Édition du 23 avril 2024

Une tribune libre pour la gauche québécoise en marche

Amérique latine

Fièvre électorale au Venezuela bolivarien

Un scrutin présidentiel sous haute tension

En cette toute fin de campagne électorale, la tension et la fièvre sont palpables à Caracas, tant vus d’ici les enjeux de cette élection paraissent déterminants et tant on en note les signes partout.

Accrochées aux grands édifices du centre de Caracas, les gigantesques affiches des deux principaux candidats en lice répètent à l’envi leurs slogans de campagne : « Henrique Capriles Rodansky : le chemin » ; Hugo Chavez : coeur de ma patrie ».

Dans le centre historique, tenu par les partisans de Hugo Chavez, se sont multipliés « les pôles rouges », sortes de stands improvisés où les militants du Parti socialiste unifié du Venezuela (PSUV) distribuent au rythme de salsas ou merengues, tracts et affiches, ou encore organisent des séances d’écoutes collectives d’émissions de télévision « chavistes ».

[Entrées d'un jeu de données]
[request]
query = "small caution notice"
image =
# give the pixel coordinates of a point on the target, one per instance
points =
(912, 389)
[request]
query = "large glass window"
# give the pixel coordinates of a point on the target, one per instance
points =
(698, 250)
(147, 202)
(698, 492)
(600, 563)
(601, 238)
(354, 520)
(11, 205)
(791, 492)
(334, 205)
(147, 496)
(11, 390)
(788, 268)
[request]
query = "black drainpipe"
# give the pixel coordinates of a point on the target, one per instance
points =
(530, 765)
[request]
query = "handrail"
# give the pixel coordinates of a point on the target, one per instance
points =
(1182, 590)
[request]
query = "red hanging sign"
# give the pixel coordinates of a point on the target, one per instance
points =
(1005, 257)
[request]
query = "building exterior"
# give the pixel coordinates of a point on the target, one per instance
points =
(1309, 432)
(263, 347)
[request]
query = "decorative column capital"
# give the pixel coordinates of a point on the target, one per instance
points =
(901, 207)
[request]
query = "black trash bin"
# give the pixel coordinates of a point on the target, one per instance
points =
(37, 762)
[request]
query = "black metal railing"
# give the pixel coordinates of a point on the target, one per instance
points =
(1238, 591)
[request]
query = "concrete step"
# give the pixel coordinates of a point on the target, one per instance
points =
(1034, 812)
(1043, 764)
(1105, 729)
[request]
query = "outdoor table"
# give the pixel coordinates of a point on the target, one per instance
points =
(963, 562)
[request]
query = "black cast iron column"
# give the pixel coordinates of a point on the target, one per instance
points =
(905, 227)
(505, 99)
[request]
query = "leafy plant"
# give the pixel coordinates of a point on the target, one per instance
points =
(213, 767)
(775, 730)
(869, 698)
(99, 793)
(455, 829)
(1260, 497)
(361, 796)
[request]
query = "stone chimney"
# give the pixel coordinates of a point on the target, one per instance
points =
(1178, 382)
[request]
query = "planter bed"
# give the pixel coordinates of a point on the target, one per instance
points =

• EXERCICE ÉCRIT 1
Extrayez telles quelles les lignes des entrées, en partant de leur toute première ligne et en vous arrêtant après celle qui contient « (1238, 591) ».
• EXERCICE ÉCRIT 2
Poursuivez le texte sur la campagne électorale au Venezuela à partir de sa dernière phrase.
Ces entrées n'ont aucun lien avec le texte sur la campagne électorale au Venezuela.

• RÉPONSE PROPOSÉE 1
[request]
query = "small caution notice"
image =
# give the pixel coordinates of a point on the target, one per instance
points =
(912, 389)
[request]
query = "large glass window"
# give the pixel coordinates of a point on the target, one per instance
points =
(698, 250)
(147, 202)
(698, 492)
(600, 563)
(601, 238)
(354, 520)
(11, 205)
(791, 492)
(334, 205)
(147, 496)
(11, 390)
(788, 268)
[request]
query = "black drainpipe"
# give the pixel coordinates of a point on the target, one per instance
points =
(530, 765)
[request]
query = "handrail"
# give the pixel coordinates of a point on the target, one per instance
points =
(1182, 590)
[request]
query = "red hanging sign"
# give the pixel coordinates of a point on the target, one per instance
points =
(1005, 257)
[request]
query = "building exterior"
# give the pixel coordinates of a point on the target, one per instance
points =
(1309, 432)
(263, 347)
[request]
query = "decorative column capital"
# give the pixel coordinates of a point on the target, one per instance
points =
(901, 207)
[request]
query = "black trash bin"
# give the pixel coordinates of a point on the target, one per instance
points =
(37, 762)
[request]
query = "black metal railing"
# give the pixel coordinates of a point on the target, one per instance
points =
(1238, 591)

• RÉPONSE PROPOSÉE 2
Dans d’autres quartiers plus aisés, comme vers « Plaza Francia », on note plutôt la présence des partisans de la MUD (Table d’unité démocratique de Henrique Capriles Radonsky) dont les affiches bigarrent les fenêtres de hautes tours d’habitation.

Dimanche, Henrique Capriles Radonsky clôturait sa campagne, en emplissant de centaines de milliers de partisans, la grande avenue Bolivar de Caracas aux cris de « Chavez en panne, il te reste une semaine ». Et jeudi c’était au tour des « chavistes » d’occuper les 7 grandes avenues du centre ville, à la manière d’une ultime démonstration de force où se sont retrouvés là aussi des centaines de milliers de manifestants.

Symptômes d’une polarisation évidente de la société entière et d’une fébrilité qui a gagné jusqu’au camp gouvernemental.

L’écart se ressère

Car si la plupart des derniers sondages d’opinion donnent Hugo Chavez en tête des intentions de vote avec entre 10 et 15% d’avance, il n’en reste pas moins encore un nombre important d’indécis (autour de 20%), et plusieurs indices laissent croire que dans les derniers jours l’écart pourrait se ressérer entre les deux principaux candidats. D’où la montée de l’inquiétude et de scénarios catastrophes dans les deux camps : celui de Hugo Chavez craignant qu’on lui affaiblisse ou conteste sa victoire ; celui de Capriles Radonsky qu’on la lui dérobe par la fraude.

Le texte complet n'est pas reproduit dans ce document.